▶ [EXERCISE 1]:
Translate this sentence from the alternative energy text below into Spanish: "Technological innovation and research can further improve environmental performance and reduce the operating costs of hydro power schemes."
▶ [EXERCISE 2]:
According to the alternative energy text below, about how much onshore wind capacity was installed by 2011?

▶ [EXERCISE TEXT]:
_ _ _ _
Corporate Finance Division

Alternative Energy Venture Capital

Alternative energy as the name suggests is an option to fossil fuels. Alternative source of energy have been conceptualized and developed to deal with the ill-effects of fossil fuel. The term “alternative” has itself been controversy ridden. Categorizing some energy source as alternatives has resulted in wide spread protests from the environmentalist.

As of today, alternative sources of energy are supposed to cut down the green house gas effects in particularly carbon dioxide which can cause catastrophic damage to aquatic life, and life on earth, in general. The last few decades has witnessed a rapid increase in temperature due to the greenhouse gases released in the atmosphere. 

Solar energy is the most abundant of all energy resources; the rate at which solar energy is intercepted by the earth is about 15,000 times greater than the rate at which energy is consumed. Although not all countries are equally endowed with solar energy, power generation from direct solar energy is possible for almost every country. Solar energy conversion consists of a large family of different technologies capable of meeting a variety of energy service needs. For power generation, solar energy is either converted directly into electricity in a device called a photovoltaic (PV) cell, or solar thermal energy is used in a concentrating solar power (CSP) plant to produce high-temperature heat, which is then converted to electricity via a heat engine and generator. Both approaches are currently in use.

Compared to onshore wind, solar PV has experienced slower levels of take-up for most of the last decade. However, the industry has recently experienced tremendous growth rates and it is now the fastest growing sub-sector of renewable energy.

Hydro power represents an established, mature source of renewable energy and is the most widely used form of renewable energy, with over 150 countries using the technology .

The major hydro power project types are: run-of-river, reservoir, pumped storage and in-stream technologies. It is a predictable and typically price-competitive technology with one of the best conversion efficiencies of all known energy sources. It requires a relatively high initial investment (the construction cost), but has a long lifespan with very low operation and maintenance costs. The levelized cost of electricity for hydropower projects, under good conditions, is typically below the cost of fossil fuel power. This combined with the low development risk due to the widely available capital and operating data means hydro power offers a competitive alternative to fossil fuels.

Technological innovation and research can further improve environmental performance and reduce the operating costs of hydro power schemes.

As a mature technology, hydro power has a well-established talent pool offering engineering expertise to build and operate the plants. The supply chain and service infrastructure to support the power plants are similarly well developed, limiting operational risk and costs.

Onshore wind is the second largest renewable energy technology by installed capacity, with approximately 234 GW installed capacity by 2011. Onshore wind energy is being deployed at a rapid pace in many countries, and in some regions with good wind resources the cost of wind energy is already competitive with market prices. However, policy measures are still required in most countries to ensure the rapid deployment of new capacity.

The wind energy market has expanded rapidly, from 14 GW at the end of 1999 and it is expected that the industry will continue to install between 40 GW and 60 GW of new capacity each year for the foreseeable future. In addition, as capacity installed in the 1990s and in the first part of the last decade starts to age and to become technologically obsolete, there is potential for redeveloping such sites with improved technology able to capture more power and make better use of available resource.
_ _ _ _
▶ [STORED DATA]:
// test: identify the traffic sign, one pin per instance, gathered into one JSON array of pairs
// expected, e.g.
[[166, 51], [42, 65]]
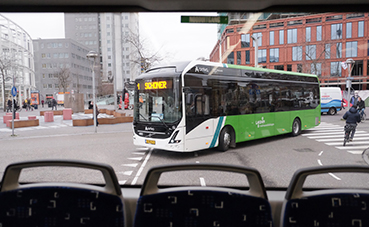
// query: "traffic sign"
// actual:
[[14, 91], [205, 19]]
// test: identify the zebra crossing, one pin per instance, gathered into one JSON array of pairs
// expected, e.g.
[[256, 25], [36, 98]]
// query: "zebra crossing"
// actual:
[[332, 135]]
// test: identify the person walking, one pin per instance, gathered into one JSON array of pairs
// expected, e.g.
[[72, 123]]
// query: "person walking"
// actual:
[[352, 117], [361, 106], [53, 104], [354, 99], [97, 113], [9, 104]]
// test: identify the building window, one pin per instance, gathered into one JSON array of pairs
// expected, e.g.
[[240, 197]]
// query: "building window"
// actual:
[[308, 34], [258, 35], [360, 29], [247, 52], [336, 69], [348, 30], [281, 36], [351, 49], [271, 38], [230, 58], [279, 67], [245, 40], [262, 56], [316, 69], [339, 50], [310, 52], [336, 31], [292, 35], [274, 55], [289, 67], [357, 70], [238, 57], [318, 33], [327, 51], [297, 53]]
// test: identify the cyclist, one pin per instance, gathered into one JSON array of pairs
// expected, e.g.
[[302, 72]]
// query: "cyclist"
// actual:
[[352, 117], [361, 106]]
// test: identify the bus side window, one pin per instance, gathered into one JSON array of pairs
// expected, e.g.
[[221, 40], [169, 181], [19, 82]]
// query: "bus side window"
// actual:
[[199, 110]]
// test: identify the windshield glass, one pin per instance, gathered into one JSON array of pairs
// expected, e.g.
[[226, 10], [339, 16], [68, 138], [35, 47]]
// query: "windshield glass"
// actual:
[[235, 88]]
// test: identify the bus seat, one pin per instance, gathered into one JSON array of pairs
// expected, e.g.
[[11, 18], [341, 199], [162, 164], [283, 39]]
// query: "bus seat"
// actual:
[[325, 207], [202, 206], [60, 203]]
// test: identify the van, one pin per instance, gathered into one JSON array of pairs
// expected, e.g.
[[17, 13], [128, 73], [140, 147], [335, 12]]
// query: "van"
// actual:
[[331, 99]]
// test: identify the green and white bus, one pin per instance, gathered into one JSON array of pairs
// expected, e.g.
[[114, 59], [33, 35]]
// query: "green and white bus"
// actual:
[[198, 105]]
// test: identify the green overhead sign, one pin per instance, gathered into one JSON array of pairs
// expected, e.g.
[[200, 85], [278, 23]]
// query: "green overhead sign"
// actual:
[[205, 19]]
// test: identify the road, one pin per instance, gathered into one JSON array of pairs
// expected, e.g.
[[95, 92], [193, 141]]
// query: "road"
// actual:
[[277, 158]]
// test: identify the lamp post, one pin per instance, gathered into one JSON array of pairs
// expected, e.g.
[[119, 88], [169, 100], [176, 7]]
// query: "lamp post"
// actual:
[[256, 46], [349, 62], [93, 55]]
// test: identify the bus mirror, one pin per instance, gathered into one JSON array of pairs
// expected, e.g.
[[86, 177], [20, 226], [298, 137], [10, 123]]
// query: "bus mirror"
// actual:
[[189, 99]]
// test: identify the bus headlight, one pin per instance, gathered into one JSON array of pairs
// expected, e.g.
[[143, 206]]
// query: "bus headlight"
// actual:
[[173, 139]]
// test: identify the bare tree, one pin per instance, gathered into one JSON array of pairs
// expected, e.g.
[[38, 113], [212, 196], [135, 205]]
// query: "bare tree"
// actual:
[[8, 70], [145, 58], [63, 76]]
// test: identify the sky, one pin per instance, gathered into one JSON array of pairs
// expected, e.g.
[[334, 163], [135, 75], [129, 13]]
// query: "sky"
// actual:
[[162, 32]]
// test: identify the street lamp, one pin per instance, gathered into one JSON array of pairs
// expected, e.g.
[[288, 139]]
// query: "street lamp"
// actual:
[[255, 38], [93, 55], [349, 62]]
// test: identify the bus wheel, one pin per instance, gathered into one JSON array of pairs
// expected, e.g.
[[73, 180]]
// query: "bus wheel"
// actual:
[[296, 127], [225, 138], [332, 111]]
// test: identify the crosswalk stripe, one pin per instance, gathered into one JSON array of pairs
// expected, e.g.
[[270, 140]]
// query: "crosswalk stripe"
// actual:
[[341, 139]]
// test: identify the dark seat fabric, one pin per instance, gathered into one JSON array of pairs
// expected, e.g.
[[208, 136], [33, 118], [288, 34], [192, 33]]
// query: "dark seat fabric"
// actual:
[[334, 210], [202, 208], [59, 206]]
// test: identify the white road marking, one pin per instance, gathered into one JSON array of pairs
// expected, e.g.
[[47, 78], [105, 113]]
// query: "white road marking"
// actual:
[[356, 152], [202, 182], [136, 158], [142, 167]]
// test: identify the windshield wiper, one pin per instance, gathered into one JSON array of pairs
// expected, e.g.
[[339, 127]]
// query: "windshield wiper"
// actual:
[[161, 121]]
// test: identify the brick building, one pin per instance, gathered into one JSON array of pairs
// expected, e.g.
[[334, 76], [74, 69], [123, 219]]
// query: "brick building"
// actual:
[[309, 43]]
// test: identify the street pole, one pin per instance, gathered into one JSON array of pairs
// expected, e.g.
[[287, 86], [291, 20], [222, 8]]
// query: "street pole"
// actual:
[[348, 80], [93, 55], [256, 46]]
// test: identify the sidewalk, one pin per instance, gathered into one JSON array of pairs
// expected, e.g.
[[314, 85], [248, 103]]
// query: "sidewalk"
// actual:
[[59, 126]]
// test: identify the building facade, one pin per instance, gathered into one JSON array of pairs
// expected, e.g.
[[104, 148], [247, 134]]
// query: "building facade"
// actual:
[[61, 65], [107, 34], [16, 61], [309, 43]]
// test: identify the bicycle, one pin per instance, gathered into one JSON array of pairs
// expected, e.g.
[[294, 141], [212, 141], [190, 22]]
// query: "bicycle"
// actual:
[[348, 129]]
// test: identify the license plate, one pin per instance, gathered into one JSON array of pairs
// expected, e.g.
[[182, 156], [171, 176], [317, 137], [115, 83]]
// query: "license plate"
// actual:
[[152, 142]]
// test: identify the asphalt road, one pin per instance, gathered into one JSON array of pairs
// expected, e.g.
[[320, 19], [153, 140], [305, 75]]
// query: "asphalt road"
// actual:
[[277, 158]]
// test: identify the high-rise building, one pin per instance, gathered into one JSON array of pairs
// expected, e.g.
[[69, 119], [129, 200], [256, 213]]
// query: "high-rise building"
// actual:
[[16, 56], [61, 65], [108, 34], [309, 43]]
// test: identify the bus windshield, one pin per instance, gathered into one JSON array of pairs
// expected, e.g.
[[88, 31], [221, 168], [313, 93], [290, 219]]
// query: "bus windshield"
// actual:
[[158, 101]]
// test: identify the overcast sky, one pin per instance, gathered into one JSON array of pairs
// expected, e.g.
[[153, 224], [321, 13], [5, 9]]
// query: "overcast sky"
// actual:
[[164, 32]]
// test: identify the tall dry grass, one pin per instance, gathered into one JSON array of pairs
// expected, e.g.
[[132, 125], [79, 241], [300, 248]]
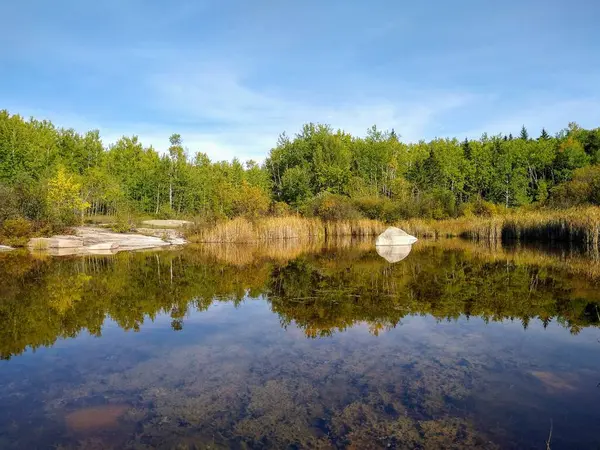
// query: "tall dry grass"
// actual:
[[578, 225], [241, 230]]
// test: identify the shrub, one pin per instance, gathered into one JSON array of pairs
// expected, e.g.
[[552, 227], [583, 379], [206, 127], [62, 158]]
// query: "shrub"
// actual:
[[377, 208], [8, 204], [15, 232], [331, 207], [583, 188], [477, 207], [18, 227]]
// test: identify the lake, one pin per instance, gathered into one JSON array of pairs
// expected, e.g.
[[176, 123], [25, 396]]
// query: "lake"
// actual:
[[458, 345]]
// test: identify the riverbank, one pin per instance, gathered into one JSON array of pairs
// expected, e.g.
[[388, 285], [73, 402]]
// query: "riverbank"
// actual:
[[241, 230], [100, 241], [576, 225]]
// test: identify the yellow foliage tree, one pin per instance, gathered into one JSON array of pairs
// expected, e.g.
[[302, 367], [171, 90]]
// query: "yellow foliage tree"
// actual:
[[65, 203]]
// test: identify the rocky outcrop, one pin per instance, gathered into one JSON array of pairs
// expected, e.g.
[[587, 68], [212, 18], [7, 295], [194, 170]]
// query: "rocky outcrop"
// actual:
[[101, 241], [394, 236], [167, 223]]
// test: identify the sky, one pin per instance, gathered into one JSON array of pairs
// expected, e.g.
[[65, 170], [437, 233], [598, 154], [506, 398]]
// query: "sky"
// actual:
[[231, 75]]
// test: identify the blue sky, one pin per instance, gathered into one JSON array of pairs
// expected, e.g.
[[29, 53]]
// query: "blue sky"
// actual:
[[230, 76]]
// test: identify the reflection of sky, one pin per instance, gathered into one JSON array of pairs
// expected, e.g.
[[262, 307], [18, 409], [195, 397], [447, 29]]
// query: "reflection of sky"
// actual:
[[514, 371]]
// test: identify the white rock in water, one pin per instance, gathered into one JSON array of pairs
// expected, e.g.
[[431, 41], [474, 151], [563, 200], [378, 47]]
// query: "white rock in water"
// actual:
[[393, 253], [395, 236]]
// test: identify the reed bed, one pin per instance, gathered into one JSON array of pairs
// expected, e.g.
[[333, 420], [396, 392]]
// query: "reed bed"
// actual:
[[241, 230], [577, 225]]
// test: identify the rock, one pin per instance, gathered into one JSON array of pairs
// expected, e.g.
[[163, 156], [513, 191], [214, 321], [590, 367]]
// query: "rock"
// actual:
[[55, 242], [394, 236], [167, 223], [393, 253], [99, 241], [102, 246]]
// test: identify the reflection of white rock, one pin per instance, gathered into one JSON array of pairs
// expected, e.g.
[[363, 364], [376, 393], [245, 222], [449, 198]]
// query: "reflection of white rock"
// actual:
[[393, 253], [395, 236]]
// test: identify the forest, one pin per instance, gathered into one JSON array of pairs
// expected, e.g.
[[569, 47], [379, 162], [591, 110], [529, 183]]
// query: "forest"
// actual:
[[52, 177]]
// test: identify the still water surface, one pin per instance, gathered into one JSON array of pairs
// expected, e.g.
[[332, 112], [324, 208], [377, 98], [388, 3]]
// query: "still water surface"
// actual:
[[456, 346]]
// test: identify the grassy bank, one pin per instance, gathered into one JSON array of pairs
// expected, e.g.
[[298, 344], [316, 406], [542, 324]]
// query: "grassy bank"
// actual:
[[241, 230], [577, 225]]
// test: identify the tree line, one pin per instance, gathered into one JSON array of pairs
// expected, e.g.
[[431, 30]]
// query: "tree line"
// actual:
[[56, 177]]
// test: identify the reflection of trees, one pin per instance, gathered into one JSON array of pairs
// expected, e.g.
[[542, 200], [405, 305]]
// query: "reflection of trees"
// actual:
[[321, 291]]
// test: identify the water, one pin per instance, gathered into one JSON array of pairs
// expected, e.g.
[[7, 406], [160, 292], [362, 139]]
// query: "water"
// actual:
[[456, 346]]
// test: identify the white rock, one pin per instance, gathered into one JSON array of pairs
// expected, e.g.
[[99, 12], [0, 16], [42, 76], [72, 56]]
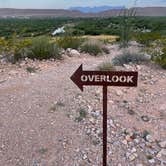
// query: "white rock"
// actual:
[[133, 156], [152, 161], [73, 52], [147, 56], [119, 93], [162, 144], [133, 150], [150, 139], [161, 154]]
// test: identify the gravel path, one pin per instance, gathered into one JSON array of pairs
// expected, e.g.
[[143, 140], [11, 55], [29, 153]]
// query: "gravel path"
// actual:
[[46, 121]]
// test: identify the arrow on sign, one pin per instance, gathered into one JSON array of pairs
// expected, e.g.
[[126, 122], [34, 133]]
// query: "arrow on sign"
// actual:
[[104, 78]]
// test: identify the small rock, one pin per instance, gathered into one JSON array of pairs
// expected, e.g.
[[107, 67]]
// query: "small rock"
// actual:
[[162, 144], [72, 52], [132, 157], [133, 150], [162, 154], [145, 118], [149, 138], [84, 157], [119, 93], [147, 56], [124, 142], [151, 161]]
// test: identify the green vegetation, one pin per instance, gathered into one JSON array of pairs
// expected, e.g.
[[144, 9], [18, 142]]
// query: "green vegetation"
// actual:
[[161, 59], [91, 48], [106, 66], [31, 69], [127, 57], [20, 38], [42, 48], [69, 42], [147, 38], [82, 115]]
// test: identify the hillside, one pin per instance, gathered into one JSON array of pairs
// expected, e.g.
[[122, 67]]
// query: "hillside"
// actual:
[[147, 11], [96, 9]]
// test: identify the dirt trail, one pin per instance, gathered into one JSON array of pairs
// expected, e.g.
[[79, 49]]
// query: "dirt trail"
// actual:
[[29, 133], [37, 118]]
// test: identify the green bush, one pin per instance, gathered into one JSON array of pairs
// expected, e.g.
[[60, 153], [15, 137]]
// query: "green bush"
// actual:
[[147, 38], [161, 59], [91, 48], [128, 57], [69, 42], [106, 66], [42, 49]]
_ _ _ _
▶ [PROBLEM SOLUTION 1]:
La innovación tecnológica y la investigación pueden mejorar aún más el desempeño ambiental y reducir los costos de operación de los proyectos hidroeléctricos.

▶ [PROBLEM SOLUTION 2]:
Approximately 234 GW.